ワークスアプリケーションズが新型ERP「HUE(ヒュー)」を発表した。衝撃的だったのは、「圧倒的なユーザビリティ」「圧倒的な高速処理」を掲げ、データベースに分散キーバリューストア(KVS)を採用して、リレーショナルデータベース(RDB)からの脱却を打ち出したことだ。ユーザーの支持を得られれば、RDBの使用を前提としてきたERP、ひいては基幹システムの領域そのものに、パラダイムシフトを起こす可能性がある。HUEのイノベーションのポイントと、ワークスアプリケーションズのビジネス展望、ERP市場に与える影響を探った。(取材・文/本多和幸)
ワークスアプリケーションズ
新たなエンタープライズITのあり方を問う
HUEでグーグルに並ぶ使い勝手を
入力業務の最小化を目指す

牧野正幸CEO HUEが提示する価値は、最終的には「圧倒的なユーザビリティ」に集約される。それを支えるための重要なファクターとして「圧倒的な高速処理」を実現したという。
「圧倒的なユーザビリティの向上」とは、何を指すのか。ベンチマークとしているのは、グーグルだ。牧野正幸CEOは、「エンタープライズITは30年間、根本的な進化はしていない。ERPも、いってみれば1ミリずつしか進歩してこなかった。結果として、コンシューマ向けのITにユーザビリティ、そしてテクノロジーの先進性で完全に追い越された」と指摘する。ユーザビリティとエンジニアリングの先進性の両面で、グーグルに追いつき、追い越すERPを目指す。それが、ワークスアプリケーションズがHUEに込めた思いだという。
HUEの特徴1
サジェスト機能
具体的に、HUEで実現できることを検証してみよう。牧野CEOが最大の特徴だと語るのが、入力業務の最小化だ。HUEは、Google検索が提供しているようなさまざまなサポート機能を備えている。一番わかりやすいのは、サジェスト機能だ。システム内を検索する際のキーワード入力はもちろん、各種のデータ入力時に、値のサジェストや補完を行う。さらには各業務シーンに最適化されたIMEも搭載し、キー操作を最大限減らすことで、ERPの入力業務を、「入力」ではなく「選択」にするのだという。
*****
▸ 作業内容:
**a.** HUEに関する記事のうち、「ワークスアプリケーションズが新型ERP「」で始まり「HUEに込めた思いだという。」に至るまでの部分を、一字一句違えずに書き写してください。
**b.** HUEに関する記事から、かぎ括弧で囲まれ「圧倒的な」で始まる語句を重複なくすべて挙げてください。

▸ データセット欄:
*****
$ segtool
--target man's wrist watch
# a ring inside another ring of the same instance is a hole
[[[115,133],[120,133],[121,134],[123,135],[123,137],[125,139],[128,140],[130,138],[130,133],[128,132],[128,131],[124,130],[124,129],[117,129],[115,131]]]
*****
▸ 課題別結果:
**a.**
ワークスアプリケーションズが新型ERP「HUE(ヒュー)」を発表した。衝撃的だったのは、「圧倒的なユーザビリティ」「圧倒的な高速処理」を掲げ、データベースに分散キーバリューストア(KVS)を採用して、リレーショナルデータベース(RDB)からの脱却を打ち出したことだ。ユーザーの支持を得られれば、RDBの使用を前提としてきたERP、ひいては基幹システムの領域そのものに、パラダイムシフトを起こす可能性がある。HUEのイノベーションのポイントと、ワークスアプリケーションズのビジネス展望、ERP市場に与える影響を探った。(取材・文/本多和幸)
ワークスアプリケーションズ
新たなエンタープライズITのあり方を問う
HUEでグーグルに並ぶ使い勝手を
入力業務の最小化を目指す

牧野正幸CEO HUEが提示する価値は、最終的には「圧倒的なユーザビリティ」に集約される。それを支えるための重要なファクターとして「圧倒的な高速処理」を実現したという。
「圧倒的なユーザビリティの向上」とは、何を指すのか。ベンチマークとしているのは、グーグルだ。牧野正幸CEOは、「エンタープライズITは30年間、根本的な進化はしていない。ERPも、いってみれば1ミリずつしか進歩してこなかった。結果として、コンシューマ向けのITにユーザビリティ、そしてテクノロジーの先進性で完全に追い越された」と指摘する。ユーザビリティとエンジニアリングの先進性の両面で、グーグルに追いつき、追い越すERPを目指す。それが、ワークスアプリケーションズがHUEに込めた思いだという。

**b.**
- 圧倒的なユーザビリティ
- 圧倒的な高速処理
- 圧倒的なユーザビリティの向上